>>>

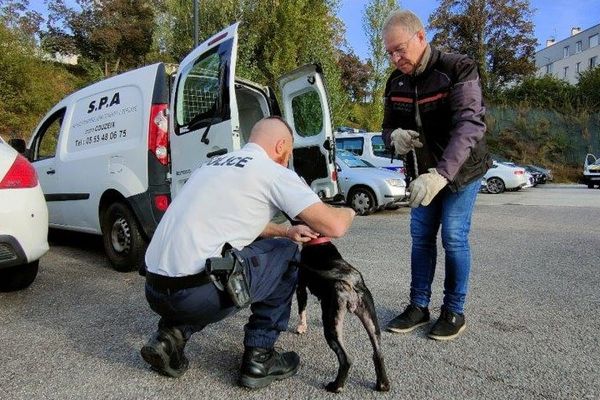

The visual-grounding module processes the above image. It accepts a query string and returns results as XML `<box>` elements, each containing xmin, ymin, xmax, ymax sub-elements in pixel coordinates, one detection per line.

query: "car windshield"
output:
<box><xmin>336</xmin><ymin>150</ymin><xmax>373</xmax><ymax>168</ymax></box>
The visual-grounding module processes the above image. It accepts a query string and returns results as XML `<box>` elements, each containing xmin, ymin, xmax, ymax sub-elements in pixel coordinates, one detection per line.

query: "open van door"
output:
<box><xmin>169</xmin><ymin>23</ymin><xmax>240</xmax><ymax>196</ymax></box>
<box><xmin>279</xmin><ymin>64</ymin><xmax>339</xmax><ymax>200</ymax></box>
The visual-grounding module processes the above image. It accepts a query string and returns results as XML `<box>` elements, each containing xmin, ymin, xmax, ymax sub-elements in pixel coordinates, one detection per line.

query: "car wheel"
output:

<<<

Written instruction
Put every line of the rows above into a numbered list, leaving out the blank lines and the pictures.

Final answer
1. The visual-grounding module processes the above image. It accepts a query string and returns results as XML `<box>` elements, each containing xmin, ymin, xmax, ymax sub-elements in pixel coordinates, one detection per line.
2. query: "car windshield"
3. output:
4. <box><xmin>336</xmin><ymin>150</ymin><xmax>373</xmax><ymax>168</ymax></box>
5. The visual-grounding module processes the above image. It accepts a query string and returns results as XML `<box>` elements, each containing xmin, ymin, xmax, ymax sub-elements in pixel coordinates, one detection per line.
6. query: "open van door"
7. output:
8. <box><xmin>169</xmin><ymin>23</ymin><xmax>240</xmax><ymax>196</ymax></box>
9. <box><xmin>279</xmin><ymin>64</ymin><xmax>339</xmax><ymax>200</ymax></box>
10. The visual-grounding module processes the above image. It accepts a query string and returns results as XML `<box>` elements, each containing xmin, ymin, xmax, ymax sub-elements in pixel coordinates, one detection per line.
11. query: "car wheel"
12. output:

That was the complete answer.